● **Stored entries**
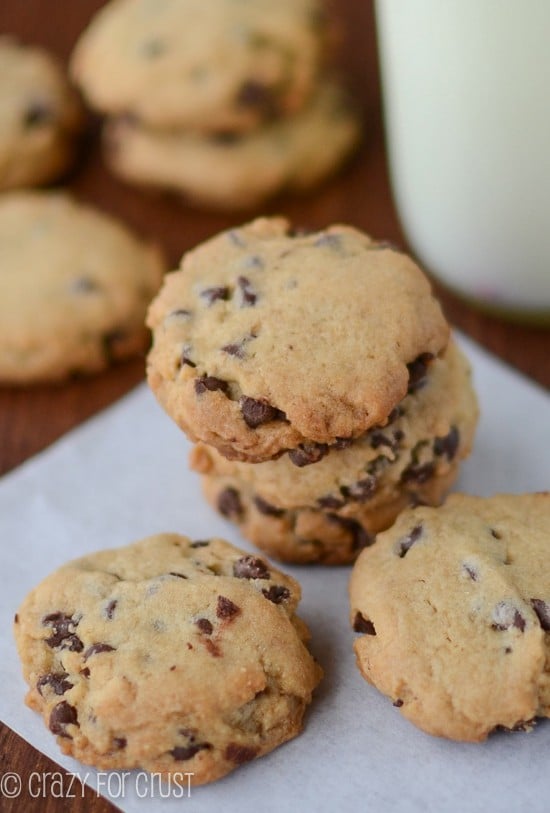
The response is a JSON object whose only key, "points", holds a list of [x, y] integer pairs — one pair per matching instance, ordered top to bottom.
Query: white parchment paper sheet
{"points": [[123, 475]]}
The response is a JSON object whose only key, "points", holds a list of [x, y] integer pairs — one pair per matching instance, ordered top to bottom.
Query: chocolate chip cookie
{"points": [[211, 66], [40, 116], [232, 171], [74, 288], [267, 339], [330, 510], [452, 605], [170, 655]]}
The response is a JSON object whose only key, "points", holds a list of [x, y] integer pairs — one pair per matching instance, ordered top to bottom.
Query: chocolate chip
{"points": [[253, 94], [37, 114], [217, 292], [248, 294], [418, 370], [210, 383], [257, 412], [448, 444], [307, 453], [418, 472], [330, 502], [229, 503], [266, 508], [359, 537], [406, 542], [250, 567], [471, 571], [276, 593], [110, 608], [226, 609], [542, 609], [506, 616], [362, 624], [204, 626], [63, 634], [95, 649], [56, 681], [61, 716], [183, 752], [239, 753]]}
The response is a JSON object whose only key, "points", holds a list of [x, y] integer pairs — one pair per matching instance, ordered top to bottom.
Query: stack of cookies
{"points": [[226, 102], [316, 373]]}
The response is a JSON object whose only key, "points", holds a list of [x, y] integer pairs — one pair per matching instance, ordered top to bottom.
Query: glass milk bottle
{"points": [[466, 87]]}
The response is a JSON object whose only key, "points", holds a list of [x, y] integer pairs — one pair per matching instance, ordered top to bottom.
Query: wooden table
{"points": [[33, 418]]}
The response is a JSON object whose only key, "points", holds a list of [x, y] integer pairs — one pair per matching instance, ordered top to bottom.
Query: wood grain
{"points": [[31, 419]]}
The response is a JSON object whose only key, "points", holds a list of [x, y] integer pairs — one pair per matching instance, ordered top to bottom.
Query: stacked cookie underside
{"points": [[248, 111], [258, 369]]}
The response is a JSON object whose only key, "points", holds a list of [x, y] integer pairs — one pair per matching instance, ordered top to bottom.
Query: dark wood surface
{"points": [[31, 419]]}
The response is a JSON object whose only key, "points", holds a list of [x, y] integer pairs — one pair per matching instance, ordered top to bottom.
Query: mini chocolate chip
{"points": [[37, 114], [217, 292], [248, 294], [418, 370], [210, 383], [257, 412], [448, 444], [307, 453], [418, 473], [330, 502], [229, 503], [266, 508], [360, 538], [405, 543], [250, 567], [471, 571], [276, 593], [110, 608], [226, 609], [542, 609], [505, 616], [362, 624], [204, 626], [62, 635], [95, 649], [56, 681], [61, 716], [183, 752], [239, 753]]}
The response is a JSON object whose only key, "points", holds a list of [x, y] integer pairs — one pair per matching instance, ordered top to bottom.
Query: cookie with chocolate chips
{"points": [[220, 65], [40, 116], [239, 171], [74, 288], [268, 340], [328, 510], [452, 606], [174, 656]]}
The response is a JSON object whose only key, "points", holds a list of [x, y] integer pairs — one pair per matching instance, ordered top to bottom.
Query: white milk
{"points": [[467, 106]]}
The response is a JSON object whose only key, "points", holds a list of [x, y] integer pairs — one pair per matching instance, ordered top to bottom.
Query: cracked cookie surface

● **GOAL OF THE EXERCISE**
Leave the images aside and return the records above exactly as written.

● **RESPONSE AREA**
The response is a JSON object whose only key, "points", holds a list of [x, y] integer pairs — one pair per matching instance, ordered top to bottom.
Query: white parchment paper sheet
{"points": [[123, 475]]}
The response is a JSON object whose only key, "points", holds a list of [x, y] integer pairs — one pair per matching instance, ordered top to bottom.
Query: chocolate chip cookie
{"points": [[211, 66], [40, 116], [232, 171], [74, 288], [267, 339], [330, 510], [452, 605], [170, 655]]}
The response is a JSON object whose only key, "points", holds a list of [x, y] integer pairs — one pair per matching instance, ordered top to bottom.
Query: chocolate chip
{"points": [[253, 94], [37, 114], [217, 292], [248, 294], [418, 370], [210, 383], [257, 412], [448, 444], [307, 453], [418, 472], [330, 502], [229, 503], [266, 508], [359, 537], [406, 542], [250, 567], [471, 571], [276, 593], [110, 608], [226, 609], [542, 609], [506, 616], [362, 624], [204, 626], [63, 634], [95, 649], [56, 681], [61, 716], [183, 752], [239, 753]]}
The response is a JSON object whose only key, "points", holds a list of [x, y] integer pairs — one pair per matching instance, ordered top to bottom.
Query: stack of cookies
{"points": [[226, 102], [316, 373]]}
The response is a JSON object whose only key, "points", holds a list of [x, y] integer pairs — one pair per matching instance, ordered top to bottom.
Query: glass milk bottle
{"points": [[466, 87]]}
The response is a JSON object whose only key, "points", holds a list of [x, y] integer pairs — one pair per matching instance, ordered top to bottom.
Query: wooden table
{"points": [[33, 418]]}
The response is a JSON object whose only key, "points", holds a list of [x, y] integer pairs — one pair per matching instance, ordered top to bottom.
Query: wood grain
{"points": [[31, 419]]}
The response is a JSON object whose only key, "points", holds a list of [x, y] integer pairs — one pair per matching instance, ordered top to bottom.
Query: stacked cookie underside
{"points": [[248, 111], [258, 369]]}
The response is a JSON object whose only key, "points", holds a list of [x, y] integer pairs — one pair per matching instance, ordered top to bottom.
Query: dark wood surface
{"points": [[31, 419]]}
The response is a JSON object whose only key, "points", holds a list of [x, y] integer pairs — one pair per matching instance, ordered top to bottom.
Query: mini chocolate chip
{"points": [[37, 114], [217, 292], [248, 294], [418, 370], [210, 383], [257, 412], [448, 444], [307, 453], [418, 473], [330, 502], [229, 503], [266, 508], [360, 538], [405, 543], [250, 567], [471, 571], [276, 593], [110, 608], [226, 609], [542, 609], [505, 616], [362, 624], [204, 626], [62, 635], [95, 649], [56, 681], [61, 716], [183, 752], [239, 753]]}
The response is a JSON object whose only key, "points", holds a list of [x, y] integer pairs — one pair per matching instance, ordered top to bottom.
Query: cookie with chocolate chips
{"points": [[220, 65], [40, 116], [239, 171], [74, 288], [268, 340], [328, 510], [452, 606], [174, 656]]}
The response is a JSON object whose only key, "points", holds a list of [x, y] integer pairs — one pair per matching instance, ordered top to bottom.
Query: white milk
{"points": [[467, 106]]}
The response is a JSON object whose only key, "points", holds a list of [x, y] integer pairs — one pair per matching instance, ordered top to bottom.
Query: cracked cookie surface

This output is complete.